● GIVEN TASK: Report every line in the entries below that contains the string "snow", copying each one unchanged.

● RECORDED INFORMATION:
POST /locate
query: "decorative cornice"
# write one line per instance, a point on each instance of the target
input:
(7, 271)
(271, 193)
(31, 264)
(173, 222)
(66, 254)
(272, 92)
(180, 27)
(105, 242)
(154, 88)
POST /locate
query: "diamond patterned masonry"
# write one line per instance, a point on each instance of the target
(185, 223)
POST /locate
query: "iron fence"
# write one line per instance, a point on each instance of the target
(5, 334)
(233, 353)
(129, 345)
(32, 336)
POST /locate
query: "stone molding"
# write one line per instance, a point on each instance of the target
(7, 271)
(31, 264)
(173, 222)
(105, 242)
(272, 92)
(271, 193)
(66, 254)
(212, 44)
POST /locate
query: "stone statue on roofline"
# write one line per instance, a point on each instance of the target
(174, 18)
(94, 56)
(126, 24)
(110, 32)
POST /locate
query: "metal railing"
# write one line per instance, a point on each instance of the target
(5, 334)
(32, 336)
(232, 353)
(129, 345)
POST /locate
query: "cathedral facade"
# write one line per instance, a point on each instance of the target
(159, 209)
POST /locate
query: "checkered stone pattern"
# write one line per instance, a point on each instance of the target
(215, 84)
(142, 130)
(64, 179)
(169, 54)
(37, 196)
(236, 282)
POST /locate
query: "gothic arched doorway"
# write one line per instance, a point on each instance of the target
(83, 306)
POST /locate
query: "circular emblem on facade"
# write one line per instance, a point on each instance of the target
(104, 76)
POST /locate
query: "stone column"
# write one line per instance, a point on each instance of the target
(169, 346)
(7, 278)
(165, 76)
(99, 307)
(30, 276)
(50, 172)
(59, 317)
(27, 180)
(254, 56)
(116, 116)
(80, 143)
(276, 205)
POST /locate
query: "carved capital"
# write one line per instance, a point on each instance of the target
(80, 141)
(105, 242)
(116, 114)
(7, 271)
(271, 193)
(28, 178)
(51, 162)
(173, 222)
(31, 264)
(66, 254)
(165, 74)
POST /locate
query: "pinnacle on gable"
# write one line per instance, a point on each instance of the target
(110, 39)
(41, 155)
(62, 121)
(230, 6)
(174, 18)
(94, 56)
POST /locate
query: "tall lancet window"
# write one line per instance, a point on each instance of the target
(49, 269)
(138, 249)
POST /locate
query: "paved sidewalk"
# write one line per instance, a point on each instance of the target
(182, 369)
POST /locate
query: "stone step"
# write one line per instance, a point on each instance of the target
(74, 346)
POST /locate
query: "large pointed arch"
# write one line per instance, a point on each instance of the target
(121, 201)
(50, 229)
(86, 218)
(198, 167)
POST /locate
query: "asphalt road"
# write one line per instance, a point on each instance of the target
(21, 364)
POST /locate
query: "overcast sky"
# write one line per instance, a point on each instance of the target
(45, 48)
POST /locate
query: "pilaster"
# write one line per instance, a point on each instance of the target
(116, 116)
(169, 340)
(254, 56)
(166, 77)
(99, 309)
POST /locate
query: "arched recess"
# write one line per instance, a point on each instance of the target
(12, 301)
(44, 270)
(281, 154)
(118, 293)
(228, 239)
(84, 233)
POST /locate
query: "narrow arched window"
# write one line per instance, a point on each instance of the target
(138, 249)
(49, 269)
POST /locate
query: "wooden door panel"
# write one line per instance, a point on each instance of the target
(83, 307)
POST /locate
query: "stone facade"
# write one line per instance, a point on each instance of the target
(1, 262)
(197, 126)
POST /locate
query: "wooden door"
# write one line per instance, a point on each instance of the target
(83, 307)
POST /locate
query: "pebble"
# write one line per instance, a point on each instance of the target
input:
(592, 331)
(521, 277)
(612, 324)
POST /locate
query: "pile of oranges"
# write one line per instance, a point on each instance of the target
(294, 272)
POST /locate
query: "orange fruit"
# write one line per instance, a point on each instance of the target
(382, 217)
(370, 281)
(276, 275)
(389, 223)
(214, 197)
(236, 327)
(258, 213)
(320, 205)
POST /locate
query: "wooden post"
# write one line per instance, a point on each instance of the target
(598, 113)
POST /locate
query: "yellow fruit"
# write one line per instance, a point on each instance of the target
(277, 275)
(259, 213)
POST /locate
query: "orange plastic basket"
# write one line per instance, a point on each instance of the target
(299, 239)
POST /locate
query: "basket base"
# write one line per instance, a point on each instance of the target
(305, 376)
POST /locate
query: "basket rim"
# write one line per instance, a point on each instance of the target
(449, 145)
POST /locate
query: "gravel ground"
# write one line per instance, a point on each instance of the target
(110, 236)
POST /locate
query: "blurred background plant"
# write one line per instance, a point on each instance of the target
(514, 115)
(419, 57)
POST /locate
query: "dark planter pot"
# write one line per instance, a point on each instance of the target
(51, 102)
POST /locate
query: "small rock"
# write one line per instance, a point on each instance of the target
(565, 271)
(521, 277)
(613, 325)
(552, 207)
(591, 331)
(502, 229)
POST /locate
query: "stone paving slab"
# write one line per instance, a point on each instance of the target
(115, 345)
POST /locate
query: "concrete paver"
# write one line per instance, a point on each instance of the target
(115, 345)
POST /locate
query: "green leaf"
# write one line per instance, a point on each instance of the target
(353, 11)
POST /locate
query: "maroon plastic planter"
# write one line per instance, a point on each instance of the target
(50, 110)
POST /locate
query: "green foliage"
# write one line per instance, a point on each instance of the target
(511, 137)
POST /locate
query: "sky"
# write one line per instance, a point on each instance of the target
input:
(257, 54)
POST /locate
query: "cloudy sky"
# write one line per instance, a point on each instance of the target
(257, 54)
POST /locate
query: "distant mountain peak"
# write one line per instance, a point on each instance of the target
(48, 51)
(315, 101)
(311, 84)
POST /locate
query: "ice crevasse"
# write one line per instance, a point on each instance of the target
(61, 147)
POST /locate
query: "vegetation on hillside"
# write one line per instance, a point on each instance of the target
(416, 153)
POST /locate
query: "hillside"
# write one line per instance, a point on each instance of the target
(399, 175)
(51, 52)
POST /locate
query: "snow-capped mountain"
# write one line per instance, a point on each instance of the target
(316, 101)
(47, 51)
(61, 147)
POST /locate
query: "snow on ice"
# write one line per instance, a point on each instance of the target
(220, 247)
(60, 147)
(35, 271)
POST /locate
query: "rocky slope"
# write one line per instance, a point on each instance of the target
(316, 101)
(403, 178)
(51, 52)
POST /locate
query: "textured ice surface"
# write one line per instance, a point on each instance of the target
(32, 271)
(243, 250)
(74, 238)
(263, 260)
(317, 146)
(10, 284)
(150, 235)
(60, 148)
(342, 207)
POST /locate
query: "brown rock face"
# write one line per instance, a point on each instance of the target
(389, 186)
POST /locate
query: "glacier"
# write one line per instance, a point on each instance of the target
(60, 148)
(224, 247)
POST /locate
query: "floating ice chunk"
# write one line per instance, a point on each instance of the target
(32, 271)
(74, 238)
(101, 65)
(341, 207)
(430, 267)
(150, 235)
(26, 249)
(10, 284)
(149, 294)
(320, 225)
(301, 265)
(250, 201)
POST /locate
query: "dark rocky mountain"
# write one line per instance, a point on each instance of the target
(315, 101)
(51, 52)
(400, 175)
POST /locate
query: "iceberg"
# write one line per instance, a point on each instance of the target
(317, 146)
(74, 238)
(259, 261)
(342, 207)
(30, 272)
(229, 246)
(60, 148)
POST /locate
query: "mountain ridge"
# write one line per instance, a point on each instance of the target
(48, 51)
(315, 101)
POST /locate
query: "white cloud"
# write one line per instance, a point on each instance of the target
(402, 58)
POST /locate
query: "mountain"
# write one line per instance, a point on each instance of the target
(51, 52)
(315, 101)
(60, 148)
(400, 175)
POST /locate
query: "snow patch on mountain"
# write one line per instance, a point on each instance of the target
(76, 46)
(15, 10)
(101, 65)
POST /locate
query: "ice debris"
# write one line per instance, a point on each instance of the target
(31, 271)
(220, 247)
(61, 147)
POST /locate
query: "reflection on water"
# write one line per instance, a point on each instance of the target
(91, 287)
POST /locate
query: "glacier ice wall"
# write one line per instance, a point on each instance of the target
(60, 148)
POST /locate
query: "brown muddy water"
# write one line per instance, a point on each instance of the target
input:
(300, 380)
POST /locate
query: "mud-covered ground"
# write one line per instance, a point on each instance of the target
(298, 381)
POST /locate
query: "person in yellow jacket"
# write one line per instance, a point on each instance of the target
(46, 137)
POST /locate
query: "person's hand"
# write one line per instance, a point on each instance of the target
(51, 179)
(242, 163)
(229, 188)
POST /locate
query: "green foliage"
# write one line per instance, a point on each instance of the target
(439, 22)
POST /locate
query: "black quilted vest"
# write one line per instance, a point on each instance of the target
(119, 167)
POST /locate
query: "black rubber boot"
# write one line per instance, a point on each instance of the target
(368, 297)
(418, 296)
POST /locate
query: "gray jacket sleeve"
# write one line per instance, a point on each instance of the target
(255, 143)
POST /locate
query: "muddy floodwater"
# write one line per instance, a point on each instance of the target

● PROBLEM SOLUTION:
query: "snow-capped mountain"
query: "snow on ice"
query: "snow patch on mountain"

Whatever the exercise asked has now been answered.